## What to work on
1 – What problem does DHS face, according to the DHS venture capital recommendation?
2 – From the DHS venture capital recommendation, copy the passage starting at "This approach would" and ending at "in the future.".

## Supplied text
..............................

Recommendation to DHS: Create an Internal DHS
Venture Capital X-Change Office
The HSI study team recommends, based on our study, that DHS establish a DHS
VC X-Change Office as the preferred option.

         •    The DHS VC X-Change Office would be a foundation for DHS to
              have the flexibility to move down a variety of paths within the
              private sector in the near future.

         •    DHS faces a collaborative and communication problem. The
              X-Change offers the ability to connect with companies engaging in
              cutting-edge research and to partner with them in early technology
              development.
         •    Costs would also be kept to a minimum by partnering in the
              development of technology.

This approach would help solve these problems and incorporate the Information
and Collaboration model. Setting up the DHS VC X-Change would allow DHS
the time to assess its own needs and the role VC could play. It could facilitate a
change in DHS culture to align more closely with the attitudes of VC that would
lead to a better working relationship. DHS would then be in a better position to
set up either a Limited Partnership model or evolve into a Direct Equity
Investment model, (and a separate entity like In-Q-Tel) in the future.

..............................

## Items from a labeling collection
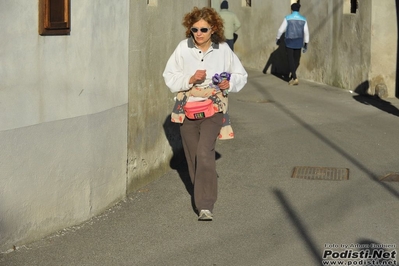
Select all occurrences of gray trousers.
[180,113,223,211]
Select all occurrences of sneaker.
[198,210,213,221]
[288,79,299,85]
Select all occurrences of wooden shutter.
[39,0,71,35]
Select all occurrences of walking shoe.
[198,210,213,221]
[288,79,299,85]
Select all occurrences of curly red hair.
[182,7,226,43]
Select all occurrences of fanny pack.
[183,99,215,119]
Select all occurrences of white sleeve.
[163,45,193,92]
[228,52,248,92]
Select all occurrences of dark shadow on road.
[163,115,194,196]
[353,95,399,116]
[262,34,290,82]
[273,189,322,265]
[353,81,399,116]
[253,80,399,199]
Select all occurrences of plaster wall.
[128,0,210,191]
[0,0,129,252]
[369,1,398,97]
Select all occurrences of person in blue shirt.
[276,3,309,85]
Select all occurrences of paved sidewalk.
[0,70,399,266]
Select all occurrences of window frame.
[39,0,71,36]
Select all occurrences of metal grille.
[292,166,349,181]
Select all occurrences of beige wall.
[234,0,398,97]
[0,0,129,252]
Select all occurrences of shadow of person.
[262,34,290,81]
[163,115,222,213]
[353,81,399,116]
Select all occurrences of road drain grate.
[291,166,349,181]
[380,173,399,182]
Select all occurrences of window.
[39,0,71,35]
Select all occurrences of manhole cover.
[380,173,399,182]
[292,166,349,181]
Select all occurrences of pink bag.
[183,99,215,119]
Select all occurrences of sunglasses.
[191,27,212,33]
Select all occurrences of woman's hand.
[189,70,206,84]
[218,79,230,90]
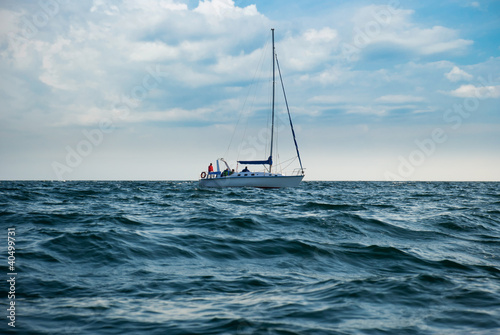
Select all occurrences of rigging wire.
[224,31,269,159]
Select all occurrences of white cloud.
[347,106,388,116]
[343,5,473,59]
[445,66,473,82]
[375,95,425,104]
[450,85,500,99]
[277,27,339,71]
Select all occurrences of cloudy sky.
[0,0,500,181]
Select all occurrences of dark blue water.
[0,181,500,335]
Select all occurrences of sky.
[0,0,500,181]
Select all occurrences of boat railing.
[292,168,306,176]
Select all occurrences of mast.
[269,28,276,173]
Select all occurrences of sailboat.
[199,29,305,188]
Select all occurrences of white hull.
[199,175,304,188]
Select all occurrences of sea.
[0,181,500,335]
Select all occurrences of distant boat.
[199,29,305,188]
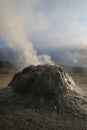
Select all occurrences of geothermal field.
[0,62,87,130]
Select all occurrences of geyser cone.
[8,65,87,115]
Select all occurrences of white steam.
[0,0,53,67]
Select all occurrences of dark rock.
[8,65,87,116]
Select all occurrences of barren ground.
[0,69,87,130]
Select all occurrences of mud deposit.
[0,65,87,130]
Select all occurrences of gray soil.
[0,65,87,130]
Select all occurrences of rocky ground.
[0,65,87,130]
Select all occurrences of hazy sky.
[0,0,87,48]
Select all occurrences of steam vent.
[0,65,87,117]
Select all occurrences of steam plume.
[0,0,53,67]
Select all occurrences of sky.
[0,0,87,48]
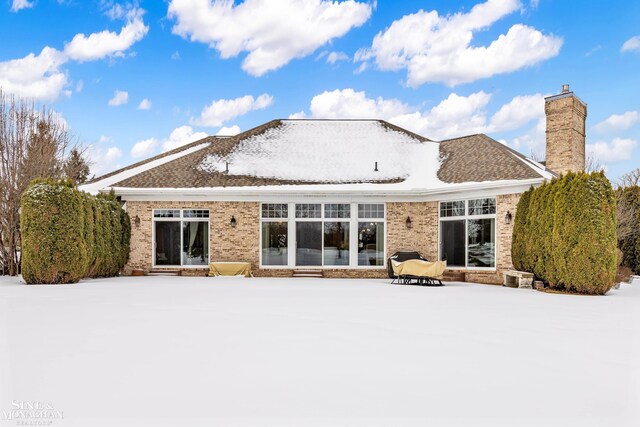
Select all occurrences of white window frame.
[151,207,211,268]
[438,196,499,271]
[258,200,387,270]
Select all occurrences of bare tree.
[616,190,640,241]
[64,148,90,184]
[584,153,604,172]
[0,90,70,275]
[618,168,640,188]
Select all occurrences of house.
[82,85,587,283]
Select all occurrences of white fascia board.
[111,177,544,202]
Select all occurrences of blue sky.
[0,0,640,179]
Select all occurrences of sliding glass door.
[296,221,322,266]
[154,221,180,265]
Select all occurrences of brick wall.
[545,96,587,173]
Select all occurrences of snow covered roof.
[83,120,552,196]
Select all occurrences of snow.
[200,120,441,188]
[0,277,640,427]
[78,142,210,194]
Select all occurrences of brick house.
[82,85,586,283]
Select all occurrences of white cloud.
[216,125,241,136]
[138,98,151,110]
[86,145,122,176]
[130,138,159,159]
[586,138,638,163]
[64,9,149,62]
[109,89,129,107]
[0,9,148,101]
[355,0,562,87]
[191,93,273,127]
[327,52,349,65]
[594,111,640,132]
[168,0,372,76]
[489,93,549,132]
[11,0,33,12]
[0,46,67,101]
[162,126,209,152]
[620,36,640,52]
[298,88,545,141]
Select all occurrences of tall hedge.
[617,185,640,274]
[20,180,89,284]
[511,187,534,271]
[20,180,131,284]
[512,172,617,294]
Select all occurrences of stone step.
[292,268,324,278]
[147,269,180,276]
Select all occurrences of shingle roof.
[438,134,550,183]
[80,120,549,195]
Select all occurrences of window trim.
[257,199,388,270]
[151,207,211,269]
[438,196,500,271]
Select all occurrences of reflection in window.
[296,221,322,266]
[440,219,466,267]
[440,200,464,218]
[358,222,384,266]
[467,218,496,267]
[324,222,349,265]
[262,222,289,265]
[182,221,209,265]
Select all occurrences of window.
[260,203,385,268]
[296,203,322,218]
[262,221,289,265]
[358,203,384,218]
[440,198,496,268]
[358,203,384,266]
[153,209,209,266]
[262,203,289,218]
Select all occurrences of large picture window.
[440,198,496,268]
[153,209,209,266]
[260,203,385,267]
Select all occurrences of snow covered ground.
[0,277,640,427]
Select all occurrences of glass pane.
[358,203,384,218]
[153,209,180,218]
[182,221,209,265]
[358,222,384,265]
[440,220,466,267]
[182,209,209,218]
[296,203,322,218]
[155,221,180,265]
[262,222,289,265]
[467,218,496,267]
[469,199,496,215]
[262,203,289,218]
[296,221,322,265]
[324,222,349,265]
[440,200,464,217]
[324,203,351,218]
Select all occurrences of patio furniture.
[502,270,533,289]
[390,259,447,286]
[387,251,427,283]
[209,262,253,277]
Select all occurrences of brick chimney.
[544,85,587,174]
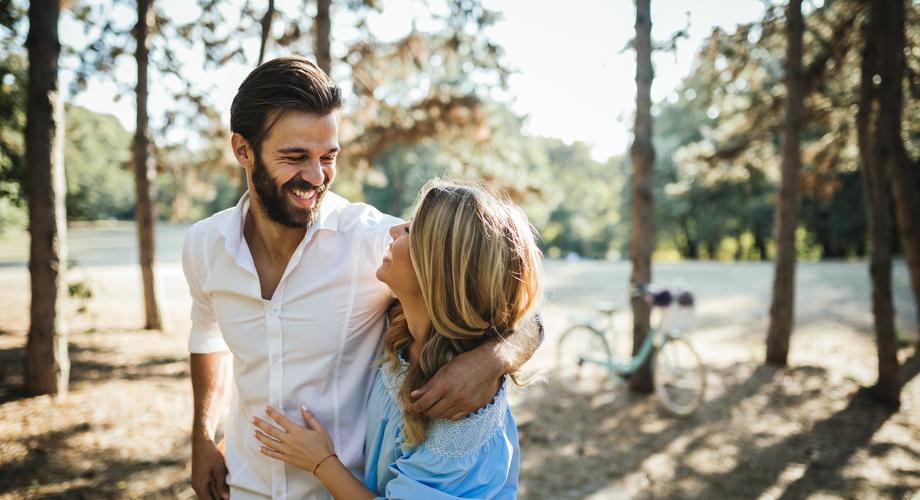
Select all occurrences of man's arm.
[191,352,230,499]
[409,314,543,420]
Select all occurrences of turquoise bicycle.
[556,284,706,417]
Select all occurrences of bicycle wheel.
[556,325,610,394]
[653,337,706,417]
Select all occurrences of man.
[182,57,538,499]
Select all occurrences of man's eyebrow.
[275,146,339,155]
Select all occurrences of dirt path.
[0,262,920,499]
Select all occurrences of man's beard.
[252,153,329,229]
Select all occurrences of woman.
[248,180,541,499]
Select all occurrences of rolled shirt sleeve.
[182,228,230,354]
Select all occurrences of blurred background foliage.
[0,0,920,260]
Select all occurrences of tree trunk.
[316,0,332,75]
[134,0,163,330]
[878,0,920,348]
[856,0,900,404]
[25,0,70,396]
[767,0,805,366]
[256,0,275,65]
[754,230,768,261]
[629,0,655,392]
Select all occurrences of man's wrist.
[484,339,514,378]
[192,423,214,443]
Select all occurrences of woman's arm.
[252,406,374,499]
[409,314,543,420]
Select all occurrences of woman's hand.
[252,406,335,472]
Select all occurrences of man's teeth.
[291,189,316,200]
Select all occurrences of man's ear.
[230,132,255,169]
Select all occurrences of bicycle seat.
[597,302,620,315]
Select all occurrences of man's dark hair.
[230,56,342,151]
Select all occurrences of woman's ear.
[230,132,255,170]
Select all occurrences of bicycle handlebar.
[630,283,695,307]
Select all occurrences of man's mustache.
[281,177,329,194]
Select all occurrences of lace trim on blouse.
[380,361,508,457]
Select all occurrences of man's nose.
[300,158,326,186]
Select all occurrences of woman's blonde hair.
[383,179,542,448]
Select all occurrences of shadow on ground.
[0,333,189,404]
[520,354,920,499]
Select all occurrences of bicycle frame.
[578,328,661,377]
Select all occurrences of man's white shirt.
[182,192,401,499]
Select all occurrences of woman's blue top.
[364,365,521,500]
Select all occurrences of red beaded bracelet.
[313,453,338,476]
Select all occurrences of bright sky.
[61,0,763,160]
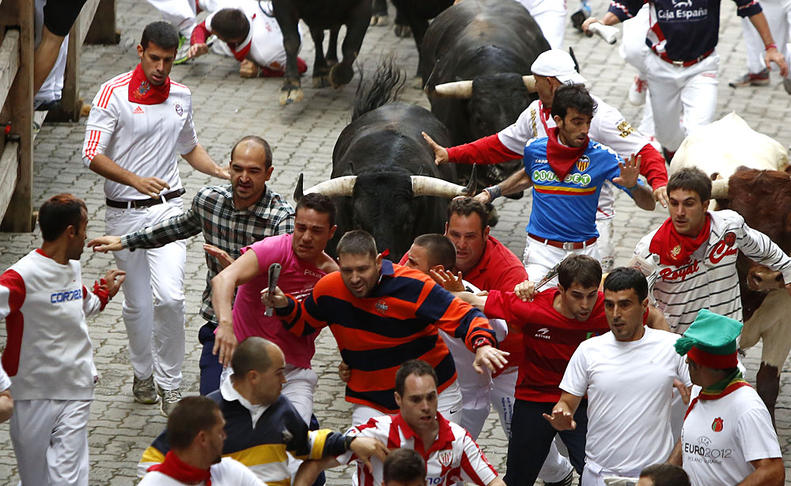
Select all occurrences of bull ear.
[294,172,305,202]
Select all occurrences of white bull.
[668,113,789,180]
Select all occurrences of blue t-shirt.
[524,137,642,241]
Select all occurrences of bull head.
[294,170,475,201]
[426,74,536,100]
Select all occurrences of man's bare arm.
[211,251,259,365]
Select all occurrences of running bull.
[418,0,549,185]
[294,63,467,262]
[272,0,371,105]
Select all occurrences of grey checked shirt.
[121,184,294,325]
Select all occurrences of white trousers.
[645,52,720,152]
[522,236,601,284]
[282,364,319,425]
[742,0,791,74]
[105,198,187,390]
[9,400,91,486]
[148,0,197,38]
[596,217,615,273]
[352,381,462,426]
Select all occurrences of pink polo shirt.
[233,234,326,368]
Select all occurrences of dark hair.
[231,135,272,169]
[335,230,377,258]
[38,193,88,241]
[667,167,711,202]
[396,359,439,397]
[383,449,426,483]
[552,84,596,118]
[448,197,489,232]
[231,336,274,380]
[558,255,601,290]
[167,395,220,450]
[640,463,690,486]
[414,233,456,271]
[294,193,335,228]
[604,267,648,302]
[211,8,250,42]
[140,21,179,50]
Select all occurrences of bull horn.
[434,81,472,99]
[711,179,728,199]
[522,74,536,93]
[305,176,357,197]
[411,176,465,199]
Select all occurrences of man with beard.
[88,135,294,395]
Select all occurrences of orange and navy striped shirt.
[278,260,497,413]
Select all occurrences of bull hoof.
[280,87,305,106]
[313,74,330,89]
[371,14,390,27]
[393,24,412,38]
[330,63,354,88]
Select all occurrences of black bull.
[295,103,470,261]
[272,0,371,105]
[418,0,550,188]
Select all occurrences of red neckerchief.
[684,373,750,420]
[648,213,711,267]
[129,64,170,105]
[547,127,588,181]
[148,451,211,486]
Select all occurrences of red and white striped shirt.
[336,412,497,486]
[82,71,198,201]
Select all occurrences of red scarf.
[148,451,211,486]
[129,64,170,105]
[547,127,588,181]
[648,213,711,267]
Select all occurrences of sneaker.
[156,385,181,417]
[544,471,574,486]
[629,76,648,106]
[132,375,159,405]
[173,34,190,66]
[728,68,769,88]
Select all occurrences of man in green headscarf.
[668,309,785,486]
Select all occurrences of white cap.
[530,49,587,85]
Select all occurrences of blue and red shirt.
[524,137,642,241]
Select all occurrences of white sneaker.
[629,76,648,106]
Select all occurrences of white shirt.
[336,413,497,486]
[497,96,649,219]
[560,328,692,475]
[0,250,101,400]
[138,457,266,486]
[681,386,782,486]
[634,210,791,334]
[206,0,296,71]
[82,71,198,201]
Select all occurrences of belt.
[105,189,186,209]
[527,233,598,251]
[654,47,714,67]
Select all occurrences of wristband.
[484,184,503,202]
[343,434,357,451]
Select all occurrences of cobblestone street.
[0,0,791,486]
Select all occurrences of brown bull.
[712,168,791,421]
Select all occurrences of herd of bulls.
[273,0,791,415]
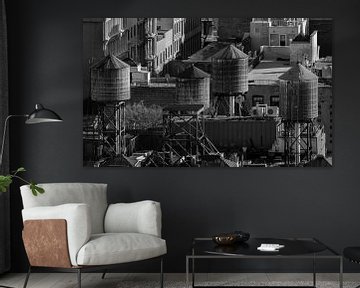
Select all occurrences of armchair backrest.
[20,183,108,234]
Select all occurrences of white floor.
[0,273,360,288]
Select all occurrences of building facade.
[104,18,201,74]
[250,18,308,51]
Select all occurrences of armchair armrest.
[22,203,91,266]
[104,200,161,237]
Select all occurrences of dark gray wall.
[7,0,360,272]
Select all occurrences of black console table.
[186,238,343,288]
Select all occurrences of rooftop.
[249,60,291,84]
[185,42,229,62]
[178,65,210,79]
[91,54,129,69]
[279,64,318,81]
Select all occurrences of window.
[270,34,280,46]
[280,35,286,46]
[270,95,280,107]
[252,95,264,106]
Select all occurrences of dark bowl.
[212,233,237,245]
[231,231,250,242]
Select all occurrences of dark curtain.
[0,0,10,273]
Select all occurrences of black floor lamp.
[0,104,63,288]
[0,104,63,167]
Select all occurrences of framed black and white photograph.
[83,17,334,168]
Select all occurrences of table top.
[190,238,341,258]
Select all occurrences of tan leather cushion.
[77,233,166,265]
[20,183,107,234]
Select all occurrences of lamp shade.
[25,104,63,124]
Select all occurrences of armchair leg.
[160,257,164,288]
[101,270,107,279]
[77,269,81,288]
[101,270,107,279]
[23,266,31,288]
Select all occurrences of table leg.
[313,254,316,287]
[191,258,195,288]
[186,256,189,288]
[339,257,343,288]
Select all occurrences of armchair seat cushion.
[77,233,166,265]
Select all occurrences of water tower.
[212,44,248,116]
[175,65,210,109]
[279,64,318,165]
[163,66,219,166]
[91,55,130,160]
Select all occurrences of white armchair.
[20,183,167,288]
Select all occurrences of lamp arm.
[0,114,29,168]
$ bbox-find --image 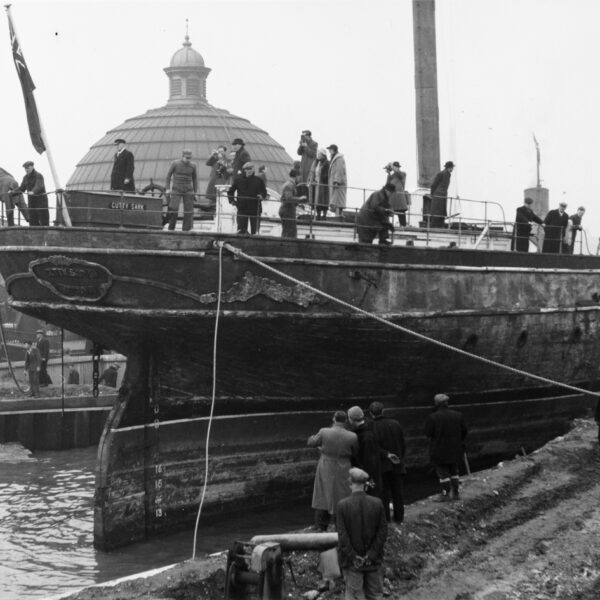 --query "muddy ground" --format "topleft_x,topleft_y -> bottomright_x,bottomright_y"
62,420 -> 600,600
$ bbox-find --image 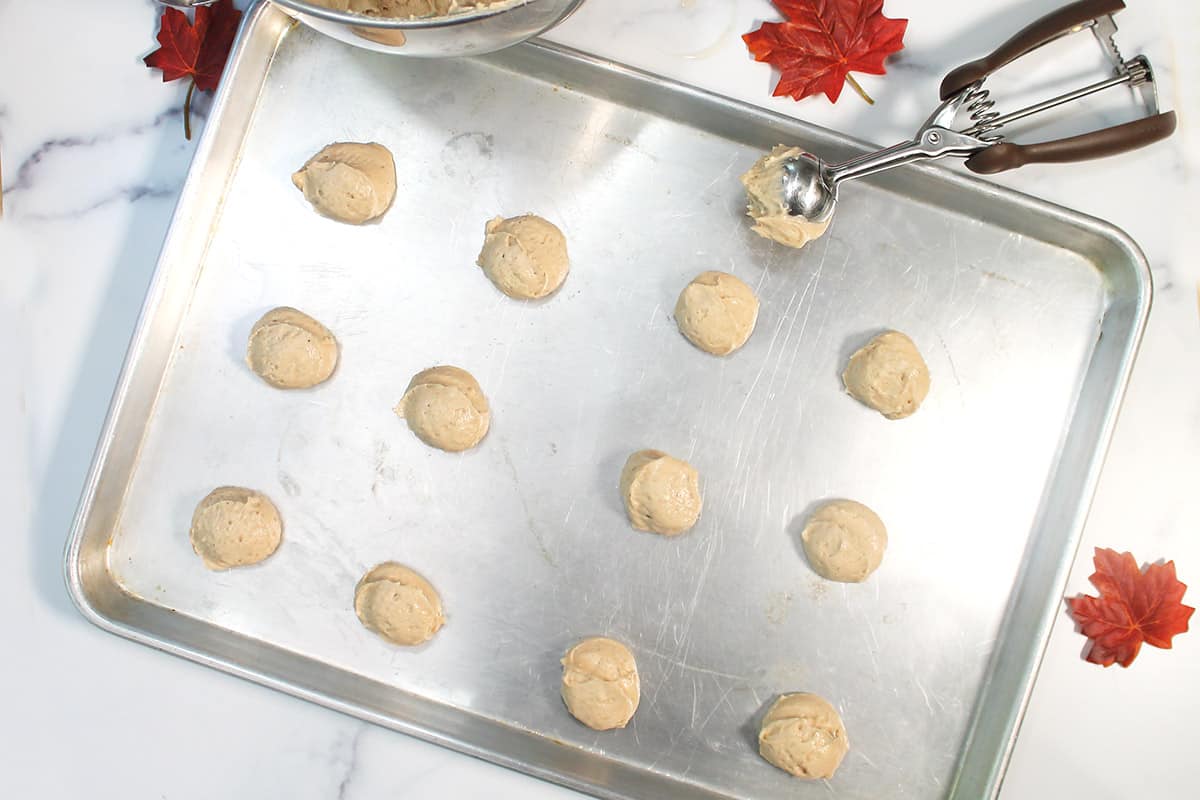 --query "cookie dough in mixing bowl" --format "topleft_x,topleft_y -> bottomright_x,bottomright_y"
563,637 -> 641,730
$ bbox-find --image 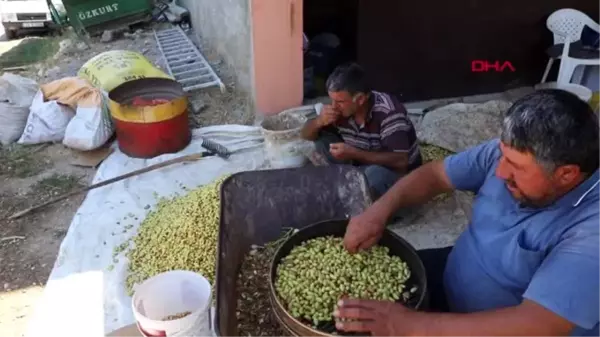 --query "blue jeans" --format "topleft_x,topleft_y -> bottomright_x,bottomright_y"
315,131 -> 402,200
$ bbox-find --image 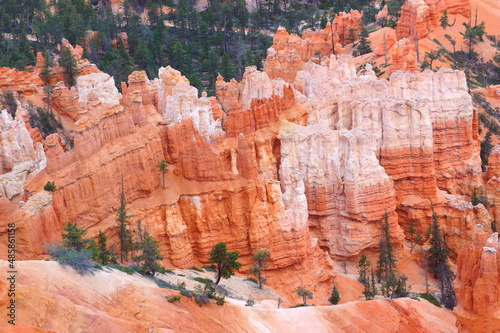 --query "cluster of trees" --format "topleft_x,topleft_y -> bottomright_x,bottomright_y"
357,212 -> 456,309
47,182 -> 164,276
0,0 -> 399,95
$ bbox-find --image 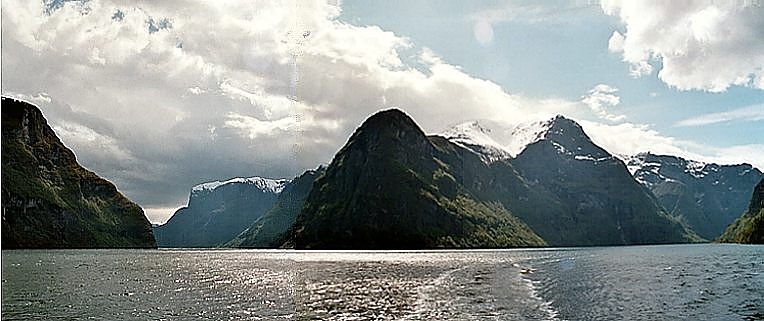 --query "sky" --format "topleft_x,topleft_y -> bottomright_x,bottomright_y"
0,0 -> 764,222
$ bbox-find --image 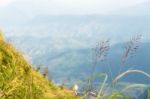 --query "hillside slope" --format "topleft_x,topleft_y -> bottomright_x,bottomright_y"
0,32 -> 77,99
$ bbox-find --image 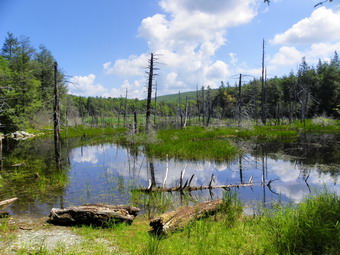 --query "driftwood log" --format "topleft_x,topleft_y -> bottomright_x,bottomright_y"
138,183 -> 254,192
48,204 -> 140,226
0,197 -> 18,207
150,199 -> 223,234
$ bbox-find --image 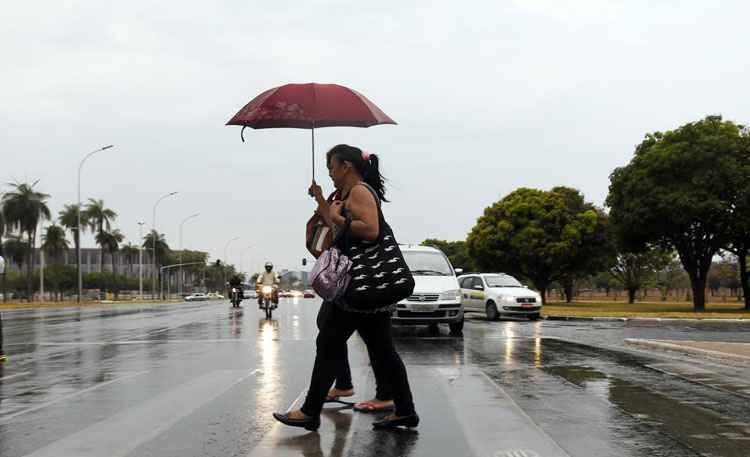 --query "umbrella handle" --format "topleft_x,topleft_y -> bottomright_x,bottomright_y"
310,122 -> 315,182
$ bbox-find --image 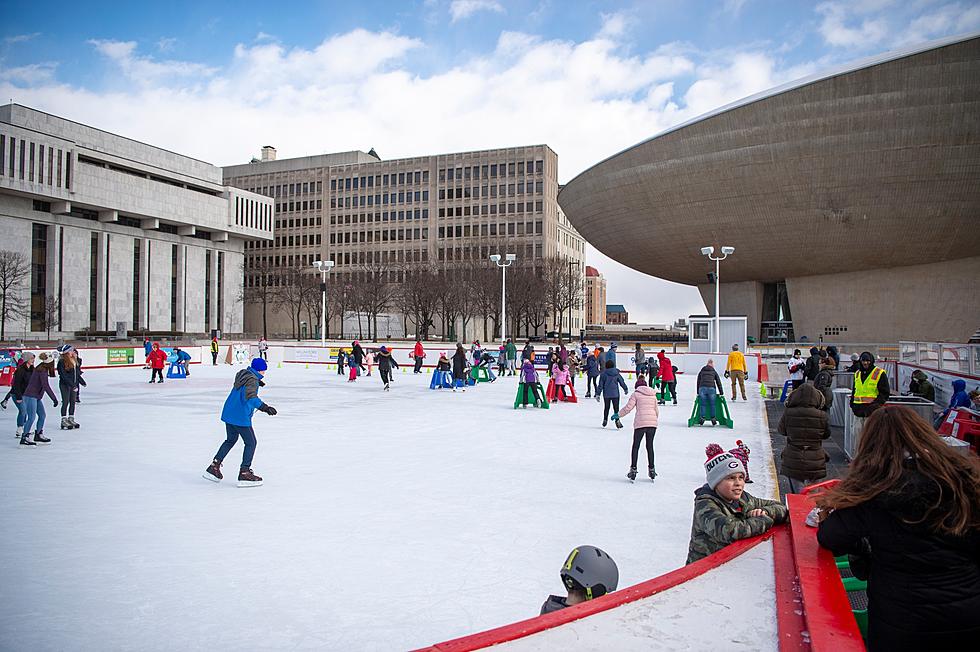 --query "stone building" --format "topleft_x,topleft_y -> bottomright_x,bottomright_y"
0,104 -> 274,339
585,267 -> 606,326
224,145 -> 585,334
606,303 -> 630,326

..............................

## Answers in order
1 – A collaborative and communication problem.

2 –
This approach would help solve these problems and incorporate the Information
and Collaboration model. Setting up the DHS VC X-Change would allow DHS
the time to assess its own needs and the role VC could play. It could facilitate a
change in DHS culture to align more closely with the attitudes of VC that would
lead to a better working relationship. DHS would then be in a better position to
set up either a Limited Partnership model or evolve into a Direct Equity
Investment model, (and a separate entity like In-Q-Tel) in the future.